**Problem**.
Express the stretch from the line containing "task: draw the outline of each instance of the white" through the line containing "[[[40,17],[0,0],[0,35],[31,55],[38,55]]]" as a Markdown table with the columns Row and Line. Number each row and omit any blank lines.

**Mask labeling records**.
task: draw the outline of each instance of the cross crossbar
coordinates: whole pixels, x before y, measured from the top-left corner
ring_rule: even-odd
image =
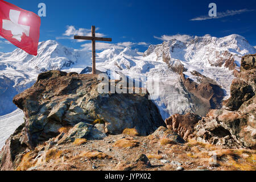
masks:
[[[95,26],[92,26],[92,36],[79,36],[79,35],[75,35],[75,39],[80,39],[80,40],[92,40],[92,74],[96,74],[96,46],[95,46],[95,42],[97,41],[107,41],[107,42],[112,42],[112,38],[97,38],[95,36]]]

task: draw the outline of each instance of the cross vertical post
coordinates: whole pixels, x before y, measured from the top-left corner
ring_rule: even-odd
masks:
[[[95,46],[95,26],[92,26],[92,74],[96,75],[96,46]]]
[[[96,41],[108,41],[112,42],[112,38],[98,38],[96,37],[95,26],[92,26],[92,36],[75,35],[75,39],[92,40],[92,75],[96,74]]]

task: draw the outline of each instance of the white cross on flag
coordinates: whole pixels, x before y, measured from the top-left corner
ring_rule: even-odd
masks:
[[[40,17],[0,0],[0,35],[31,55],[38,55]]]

==

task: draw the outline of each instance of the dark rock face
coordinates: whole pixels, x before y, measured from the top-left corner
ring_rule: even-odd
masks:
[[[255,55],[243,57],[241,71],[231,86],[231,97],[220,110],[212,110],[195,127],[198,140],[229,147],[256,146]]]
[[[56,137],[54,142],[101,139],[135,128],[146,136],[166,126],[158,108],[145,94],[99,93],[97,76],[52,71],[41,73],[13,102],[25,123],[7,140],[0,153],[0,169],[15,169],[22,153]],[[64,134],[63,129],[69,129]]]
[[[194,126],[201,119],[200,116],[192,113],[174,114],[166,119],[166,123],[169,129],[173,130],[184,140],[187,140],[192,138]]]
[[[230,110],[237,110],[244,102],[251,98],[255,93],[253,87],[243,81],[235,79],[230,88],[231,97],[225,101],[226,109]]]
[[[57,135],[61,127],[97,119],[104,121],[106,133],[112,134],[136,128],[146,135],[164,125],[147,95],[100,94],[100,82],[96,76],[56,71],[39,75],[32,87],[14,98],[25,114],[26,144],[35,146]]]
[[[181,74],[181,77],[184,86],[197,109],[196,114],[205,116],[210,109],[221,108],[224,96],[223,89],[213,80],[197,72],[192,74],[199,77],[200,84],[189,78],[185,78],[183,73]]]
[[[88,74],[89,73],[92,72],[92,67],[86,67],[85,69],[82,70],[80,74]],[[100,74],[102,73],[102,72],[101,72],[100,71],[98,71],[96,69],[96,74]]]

**Response to the task**.
| Row | Line |
|---|---|
| 1 | task: draw the outline of each instance of the white cross on flag |
| 2 | coordinates: whole pixels, x before y, measured from the top-left corner |
| 3 | ring_rule: even-odd |
| 4 | masks: |
| 5 | [[[40,17],[0,0],[0,35],[31,55],[38,55]]] |